| 文書の抜粋 |
______________________________

症状が悪くなる時間を聞くと嫌な予感

体の異常はゆっくり進行していても、

人間の自覚症状はどうやら異常がある一定のレベルを超えると出てくるようです。

逆にいうと、ほとんどわからないケースが多いです。

急性膵炎をいう病気があります。
膵臓が炎症を起こす病気です。

膵臓に炎症が起きると、膵臓が溶けていって、周りの組織も溶けていってしまいます。

膵臓にはタンパク質などを分解する消化酵素がたくさん含まれており、これを十二指腸という小腸の中に分泌することで、食べ物が消化できます。
(小腸の表面は液体でコーティングされており、小腸が溶けることはありません)

多くはアルコールを飲みまくって消化酵素が過剰に分泌する場合、消化酵素が出てくる管に結石があって詰まってしまう場合などは、膵臓の組織が破壊され、タンパク質を分解する消化酵素が膵臓自身を消化してしまいます。

めちゃくちゃ痛いらしいです。

でも、通常は、上記の通り、アルコールや結石など、なんらかの急な影響があるケースが多いです。

最近経験したケースでは、
原因が、癌でした。

膵臓には癌ができる場合があり、その癌が消化酵素が出てくる管を堰き止めしまい、消化酵素が膵臓の組織から漏れて急性膵炎に至ったと考えられています。

(膵臓の癌、膵癌は症状の少ない癌として知られており、だからこそ発見時には進行していることが多いです。)

このように、徐々に進んでいく癌は、徐々に症状が進んでいくわけではなく、ガクッと症状が出てきたりするのです。

今回のケースでは、急性膵炎というやや数日単位の発症でしたが、

患者の話を聞いていると、1、2週間くらいで症状が急に出てくる場合も多いです。

例えば、比較的痛みに鋭敏である神経の圧迫なども、徐々に圧迫されていたりすると、数週間くらいのタイムスパンで、症状が出てきたりします。逆にそれまでは、徐々に圧迫されると無症状のことが多いです。

このタイムスパンで症状が完成する理由として、がんの場合は、無限に細胞分裂し続ける原理上、大きくなるスピードが指数関数的(倍々になっていくこと)になるので、最初は増殖スピードが遅く、後になると急激に早くなるためと考えています。逆に最初の遅い増殖スピードの時には、ごくゆっくりの変化に順化してしまうのではないでしょうか。

逆にいうと、数週間のタイムスパンでドンと症状が悪化してきたものについては要注意かもしれません。
僕がお話を聞くときは、嫌な予感がします。

______________________________

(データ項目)
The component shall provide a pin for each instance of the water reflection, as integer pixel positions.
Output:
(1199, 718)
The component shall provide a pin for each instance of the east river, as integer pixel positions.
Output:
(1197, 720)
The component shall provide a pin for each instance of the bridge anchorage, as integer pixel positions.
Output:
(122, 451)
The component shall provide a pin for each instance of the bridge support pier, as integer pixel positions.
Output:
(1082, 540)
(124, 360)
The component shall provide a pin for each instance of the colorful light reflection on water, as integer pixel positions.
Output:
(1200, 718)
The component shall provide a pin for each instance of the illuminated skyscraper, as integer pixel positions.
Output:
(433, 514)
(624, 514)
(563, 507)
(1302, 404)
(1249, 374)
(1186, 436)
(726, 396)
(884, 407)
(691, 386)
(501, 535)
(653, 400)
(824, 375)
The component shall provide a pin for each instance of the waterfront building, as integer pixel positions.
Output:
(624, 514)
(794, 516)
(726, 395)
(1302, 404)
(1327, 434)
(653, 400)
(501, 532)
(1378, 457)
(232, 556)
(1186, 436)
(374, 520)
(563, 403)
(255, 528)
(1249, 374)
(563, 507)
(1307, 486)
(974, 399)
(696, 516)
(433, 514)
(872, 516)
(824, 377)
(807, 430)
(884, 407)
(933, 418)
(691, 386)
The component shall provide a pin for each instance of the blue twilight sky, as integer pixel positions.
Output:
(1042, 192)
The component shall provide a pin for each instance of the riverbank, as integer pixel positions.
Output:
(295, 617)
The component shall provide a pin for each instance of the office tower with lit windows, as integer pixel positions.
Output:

______________________________

| 課題の要件 |
a - 急性膵炎に関する文章のうち、「膵臓にはタンパク質などを分解」で始まり「めちゃくちゃ痛いらしいです。」までの部分を一字一句変えずに書き写しなさい。
b - 急性膵炎に関する文章を読んで、次の問いに短く答えなさい。
(i) 膵臓の消化酵素は、小腸のどの部分に分泌されますか。
(ii) 最近経験したケースとして挙げられている急性膵炎の原因は何でしたか。
(iii) 患者の話によると、症状が急に出てくるのはどれくらいの期間であることが多いですか。

| 順番の解答 |
a -
膵臓にはタンパク質などを分解する消化酵素がたくさん含まれており、これを十二指腸という小腸の中に分泌することで、食べ物が消化できます。
(小腸の表面は液体でコーティングされており、小腸が溶けることはありません)

多くはアルコールを飲みまくって消化酵素が過剰に分泌する場合、消化酵素が出てくる管に結石があって詰まってしまう場合などは、膵臓の組織が破壊され、タンパク質を分解する消化酵素が膵臓自身を消化してしまいます。

めちゃくちゃ痛いらしいです。

b -
(i) 十二指腸
(ii) 癌
(iii) 1、2週間くらい